■ **Spatial localization data**:
****************

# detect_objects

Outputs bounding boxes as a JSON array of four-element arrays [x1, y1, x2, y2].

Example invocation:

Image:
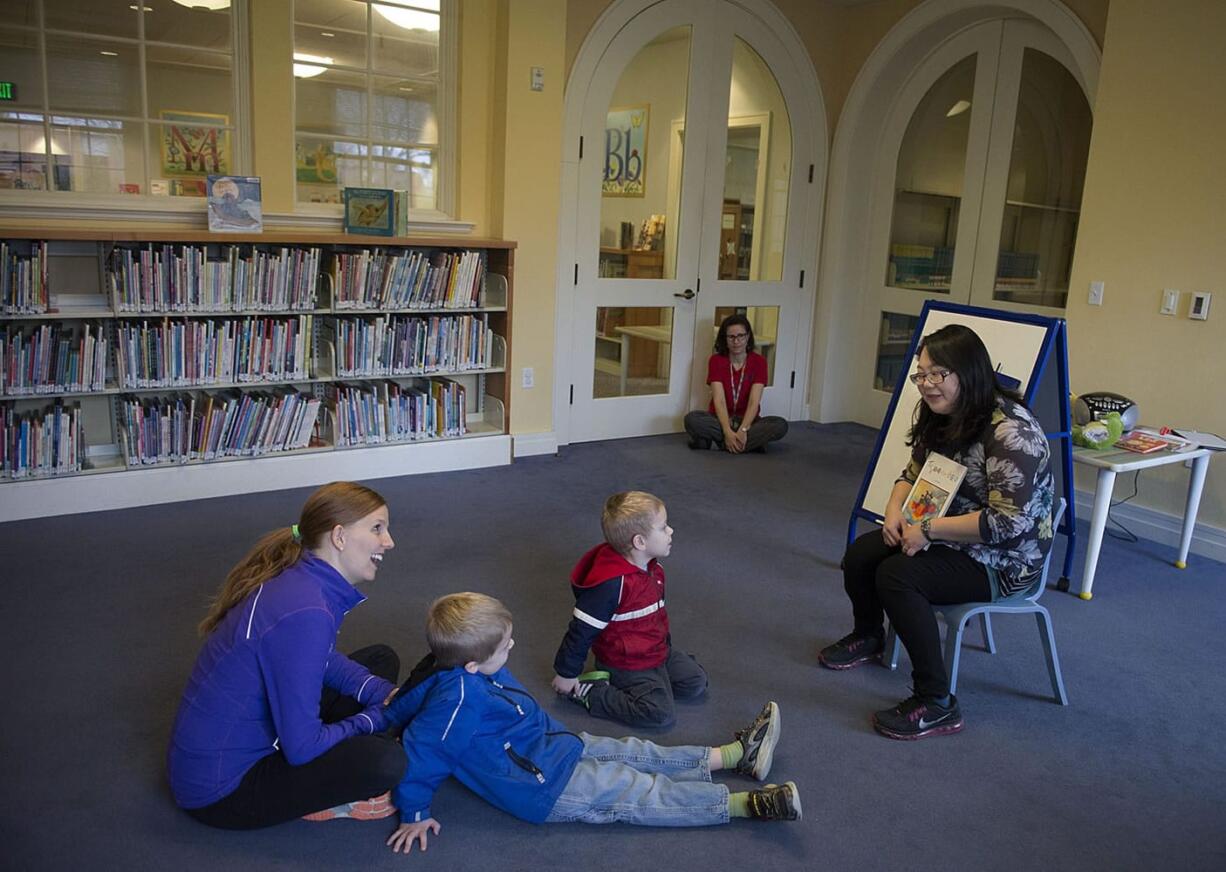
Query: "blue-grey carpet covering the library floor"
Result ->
[[0, 424, 1226, 872]]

****************

■ **EXERCISE GOAL**: Take the line containing "Outputs bounding boxes" and every line after it to the end of the records, and restate them verbatim, with no pictures.

■ **ANSWER TO THE PROBLEM**:
Outputs bounding boxes as a JSON array of four-element arrays [x1, y1, x2, y2].

Example invocation:

Image:
Query: "blue-grey carpet covering the library floor"
Result ->
[[0, 424, 1226, 872]]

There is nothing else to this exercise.